■ **Selected extract**:
+-------+

Anxiety

There was a trend a month or two ago on twitter that asked people to describe anxiety and what it felt like.  My offering was to say that anxiety was like you were a balloon surrounded by sharp knives pointing at you from every direction, that you were afraid of inflating for fear that you would be popped, afraid to move, afraid to fall, and afraid that even if you stayed perfectly still, one of the knives might move closer and pop your balloon.  That was my explanation and I think it describes my experience of anxiety quite well, however there was a detail I didn't mention in the tweet for brevity more than anything, and that is that sometimes, the knives aren't actually there.

Sometimes the threat doesn't actually exist, but you believe it does, and that belief in and of itself is enough to paralyse you in that moment which can last for seconds, or minutes, or even hours at a time.  Sometimes it can even last a lot longer, but I would say at that point the issue is more than just a feeling of anxiousness and would instead conclude that there's something more at play, something deeper that you really should explore with a professional.

I've experienced depression quite a few times in my life, to the point where I actually believe if you have depression it never truly goes away you just have times when you can function and times when you can't.  That might be a biased conclusion since my depression is episodic, it lasts for weeks or months at a time then passes and can be non-existent, the longest period without it lasted several years for me but I have come to accept that it will inevitably return as it always does, the most recent episode began last year and came to an end but when it did it was replaced by a constant state of anxiety that I could not overcome and life got very difficult for me.

I don't know what state of mind I am in right now because I haven't reflected on it in depth, partly because I am scared to do that for what it might uncover, but also partly because relatively speaking I am able to function on some level right now and I need that in order to survive.  The fear of looking at yourself in that mirror and reflecting on everything as you see it laid bare is a fear that is really born in the ego because no physical injury or pain can be caused by doing that but still we feel threatened by it when we are in a vulnerable state of mind.  We need to feel strong in spirit before we can pick ourselves apart and look at what is going on and if needs be to rebuild it in a new image.  That strength is hard to find at the best of times but during periods of depression we have such little strength to accomplish even basic tasks that the idea of devoting energy to something so critical is unfathomable to us.

Whilst the analogy of knifes around a balloon can be quite fitting to describe anxiety, there is another knife that I didn't mention, this one is perhaps the most dangerous of them all, the one that is already inside the balloon, the one that causes the whole thing to pop in that moment of self destruction when we give up and deflate entirely.

+-------+

■ **Source data**:
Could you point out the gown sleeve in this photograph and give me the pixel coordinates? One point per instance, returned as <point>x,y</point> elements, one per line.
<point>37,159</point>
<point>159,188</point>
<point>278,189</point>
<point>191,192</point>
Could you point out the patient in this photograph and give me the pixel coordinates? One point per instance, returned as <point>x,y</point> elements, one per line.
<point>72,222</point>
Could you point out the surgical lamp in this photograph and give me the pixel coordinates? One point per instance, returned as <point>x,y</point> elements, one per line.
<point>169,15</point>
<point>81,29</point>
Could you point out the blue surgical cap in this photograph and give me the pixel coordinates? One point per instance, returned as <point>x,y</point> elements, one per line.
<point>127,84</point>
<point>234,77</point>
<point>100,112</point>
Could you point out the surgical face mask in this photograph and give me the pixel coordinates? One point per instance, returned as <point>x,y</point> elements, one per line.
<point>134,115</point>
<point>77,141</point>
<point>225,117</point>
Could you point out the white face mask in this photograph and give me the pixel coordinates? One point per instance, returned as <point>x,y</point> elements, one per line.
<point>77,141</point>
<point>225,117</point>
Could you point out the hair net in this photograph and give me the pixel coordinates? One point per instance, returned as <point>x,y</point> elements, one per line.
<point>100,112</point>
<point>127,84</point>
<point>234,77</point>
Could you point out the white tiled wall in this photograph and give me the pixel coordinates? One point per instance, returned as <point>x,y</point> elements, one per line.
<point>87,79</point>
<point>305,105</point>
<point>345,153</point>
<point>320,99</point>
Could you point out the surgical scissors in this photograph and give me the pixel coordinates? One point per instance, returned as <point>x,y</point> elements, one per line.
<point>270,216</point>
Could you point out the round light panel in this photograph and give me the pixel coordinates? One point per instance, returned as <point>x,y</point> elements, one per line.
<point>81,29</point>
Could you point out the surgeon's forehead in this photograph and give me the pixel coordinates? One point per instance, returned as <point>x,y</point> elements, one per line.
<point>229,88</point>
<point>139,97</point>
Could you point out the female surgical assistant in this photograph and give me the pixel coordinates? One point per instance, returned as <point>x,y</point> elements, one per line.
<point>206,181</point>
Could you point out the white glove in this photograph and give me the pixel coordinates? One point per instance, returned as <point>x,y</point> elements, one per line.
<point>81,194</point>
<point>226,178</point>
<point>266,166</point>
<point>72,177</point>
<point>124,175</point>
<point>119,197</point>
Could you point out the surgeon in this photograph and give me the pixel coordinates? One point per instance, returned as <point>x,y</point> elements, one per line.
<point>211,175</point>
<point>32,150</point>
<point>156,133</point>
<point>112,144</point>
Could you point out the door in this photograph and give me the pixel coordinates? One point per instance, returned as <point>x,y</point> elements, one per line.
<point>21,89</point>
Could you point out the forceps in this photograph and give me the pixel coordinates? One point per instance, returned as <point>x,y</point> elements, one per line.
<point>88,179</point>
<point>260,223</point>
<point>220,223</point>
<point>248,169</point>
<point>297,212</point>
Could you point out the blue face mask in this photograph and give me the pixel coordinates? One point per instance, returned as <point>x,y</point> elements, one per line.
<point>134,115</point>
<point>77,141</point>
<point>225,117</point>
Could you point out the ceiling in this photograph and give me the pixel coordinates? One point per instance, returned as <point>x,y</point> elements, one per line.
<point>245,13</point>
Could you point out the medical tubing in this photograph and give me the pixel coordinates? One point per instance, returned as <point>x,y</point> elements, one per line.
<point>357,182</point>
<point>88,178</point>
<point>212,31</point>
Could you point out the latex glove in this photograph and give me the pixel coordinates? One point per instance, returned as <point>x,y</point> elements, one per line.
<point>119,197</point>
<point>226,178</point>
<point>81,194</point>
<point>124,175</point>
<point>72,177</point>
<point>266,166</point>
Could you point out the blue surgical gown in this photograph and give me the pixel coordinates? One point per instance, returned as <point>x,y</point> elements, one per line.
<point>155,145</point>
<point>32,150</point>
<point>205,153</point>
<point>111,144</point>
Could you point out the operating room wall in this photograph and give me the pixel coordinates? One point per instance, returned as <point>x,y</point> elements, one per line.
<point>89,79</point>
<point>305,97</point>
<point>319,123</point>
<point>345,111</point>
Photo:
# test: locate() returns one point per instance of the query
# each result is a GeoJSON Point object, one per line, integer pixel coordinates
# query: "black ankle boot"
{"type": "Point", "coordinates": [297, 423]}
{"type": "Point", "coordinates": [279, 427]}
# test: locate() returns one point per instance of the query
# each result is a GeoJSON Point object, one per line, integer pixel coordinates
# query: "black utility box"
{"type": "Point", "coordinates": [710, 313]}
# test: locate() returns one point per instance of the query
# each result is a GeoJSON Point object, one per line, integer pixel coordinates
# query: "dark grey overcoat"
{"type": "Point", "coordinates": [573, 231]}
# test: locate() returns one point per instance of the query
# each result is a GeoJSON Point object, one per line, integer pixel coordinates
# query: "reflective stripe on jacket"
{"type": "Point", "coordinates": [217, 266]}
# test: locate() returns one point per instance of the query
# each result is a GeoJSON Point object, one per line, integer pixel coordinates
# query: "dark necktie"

+-------+

■ **Required action 1**: In the essay on anxiety, which knife does the writer call the most dangerous of them all?
■ **Required action 2**: List every fear that the writer's tweet, as described in the essay on anxiety, gives the balloon.
■ **Required action 3**: Continue the essay on anxiety from where it stops.

■ **Written response 1**: The one that is already inside the balloon.

■ **Written response 2**:
- Afraid of inflating for fear of being popped
- Afraid to move
- Afraid to fall
- Afraid that even if it stayed perfectly still, one of the knives might move closer and pop it

■ **Written response 3**:
I realise that all of these metaphors are quite dark, but truth be told, anxiety is dark by nature, as is depression, that is perhaps why they often go hand in hand.  Although you can experience one without the other, it is often the case that they lead into each other or that they take turns controlling you, your thoughts, and your energy levels, draining them or diverting them into feelings you don't want to have.

When it comes to breaking the hold these can have over you, as I have said in other posts on this blog that have touched on these concepts, they can pass on their own sometimes but there will be times where they will not end until you get the help you need.  Physiological changes occur when you are in a state of depression and this is also true of anxiety, physical symptoms manifest themselves and when they don't pass on their own you do need to seek professional help.  That can be the last thing you want to do, especially if you experience social anxiety and don't want to have to deal with yet another person who you have to relate the whole experience to with details that you're not even ready to admit to yourself.  Therein lies the catch-22 that I know many people encounter when they experience mental health problems, that you need a professional to help you deal with your problems but you need to be able to present those problems in order to gain access to those professionals.

The lengths we will go to in order to hide what we are going through are often the greatest threat, more danger comes from ignoring the problem than will ever come from admitting it exists, for that admission won't change the fact it exists, whether you admit it or not it's there, it's real, and you're already struggling with it, admitting it exists is the first step to confronting it.